CONSIGNE: Recopiez sans modification le passage de l'entretien avec Joan Dumouchel qui commence par les mots « En même temps, avec » et s'achève sur « en quelque sorte. ».

EXTRAIT RETENU:
« Mes têtes en couleur », c’est le nom de la nouvelle série de tableaux signée la Montréalaise Joan Dumouchel et qui sera exposée du 11 au 28 juin à la Stone Distillery Gallery de Toronto. Seize œuvres y seront dévoilées dans une première présentation personnelle de l’artiste avec la Galerie Thompson Landry.

À y regarder de plus près, Joan Dumouchel peint comme écrit un romancier ou un scénariste! Et pour cause, sous ses traits et ses couleurs fantastiques et fantaisistes, elle semble habiter ses figures, ou plutôt ses personnages, et après l’avoir rencontrée virtuellement, il s’est avéré que l’inverse est vrai également!

Immersion dans le monde onirique d’une peintre qui manie le fusain avec les tripes, qui trempe son pinceau directement dans son cœur, et dont le travail s’apprécie avec les six sens!  

Lighting

S.C. : Tout d’abord, êtes-vous déçue du fait qu’il ne peut y avoir de vernissage à votre exposition à cause des mesures de sécurité sanitaires que l’on vit en ce moment, sachant que la réception d’ouverture pour un artiste peintre est très importante pour la suite ?

J.D. : Oui! C’est certain que c’est toujours agréable de rencontrer le public, discuter, partager et avoir un feedback direct avec lui, parce que nous autres artistes peintres, on est confinés presque durant toute l’année lorsqu’on peint, surtout que j’ai l’habitude de travailler seule dans mon atelier.

En même temps, avec ce qu’on vit en ce moment, on n’a pas trop le choix, on ne peut pas lâcher prise, surtout à ce moment critique. C’est comme ça, j’ai dessiné avec mon cœur et advienne que pourra! 

S.C. : Sans transition aucune! On ressent dans cette série un côté circassien! Est-ce que cela était volontaire ?

J.D. : Tout à fait. D’ailleurs, le monde du cirque a été ma source principale d’inspiration pour ce travail en particulier. En fait, j’ai une fille qui est artiste de cirque et c’est elle qui m’a fait découvrir ce monde merveilleux et intéressant qu’est le cirque. J’ai trouvé qu’il y avait quelque chose à tirer de là par rapport à mon travail de peintre. Ma fille était ma muse en quelque sorte.

Metamorphose

S.C. : Donc en réalité, cette série « Mes têtes en couleur » devrait s’appeler « Les têtes de ma fille en couleur » !  

J.D. : (rire). Vous ne croyez pas si bien dire. Ma fille a posé pour moi dans cette série, mais elle le faisait d’une manière singulière et très intéressante. Elle était par exemple capable de me rendre et de me renvoyer l’émotion dont j’avais besoin. Ce qui m’a beaucoup facilité la tâche parce que pour moi, il est très important de mettre des émotions sur mes toiles, sinon le jeu ne vaut pas la chandelle.

MATÉRIEL RECUEILLI:
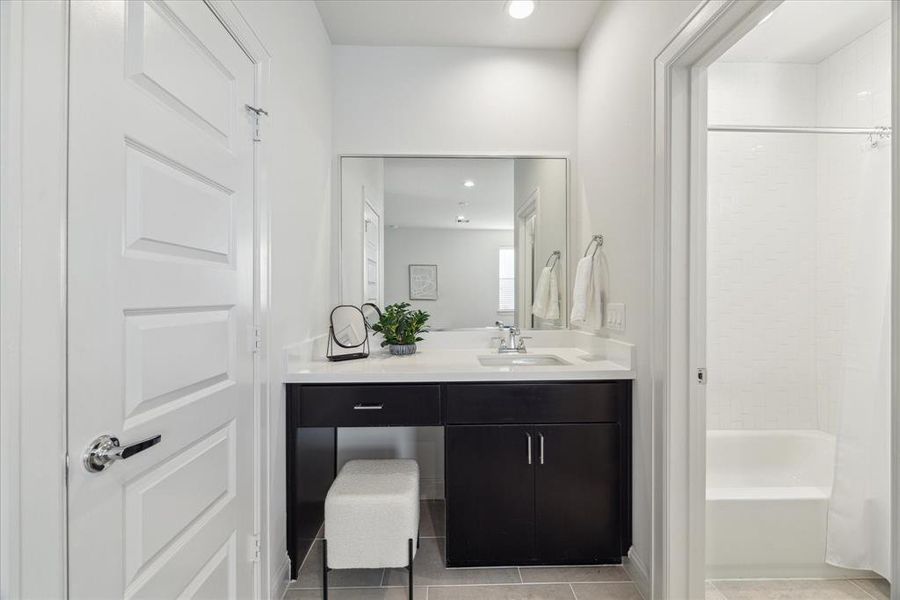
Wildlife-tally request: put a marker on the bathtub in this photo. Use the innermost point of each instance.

RÉPONSE ATTENDUE:
En même temps, avec ce qu’on vit en ce moment, on n’a pas trop le choix, on ne peut pas lâcher prise, surtout à ce moment critique. C’est comme ça, j’ai dessiné avec mon cœur et advienne que pourra! 

S.C. : Sans transition aucune! On ressent dans cette série un côté circassien! Est-ce que cela était volontaire ?

J.D. : Tout à fait. D’ailleurs, le monde du cirque a été ma source principale d’inspiration pour ce travail en particulier. En fait, j’ai une fille qui est artiste de cirque et c’est elle qui m’a fait découvrir ce monde merveilleux et intéressant qu’est le cirque. J’ai trouvé qu’il y avait quelque chose à tirer de là par rapport à mon travail de peintre. Ma fille était ma muse en quelque sorte.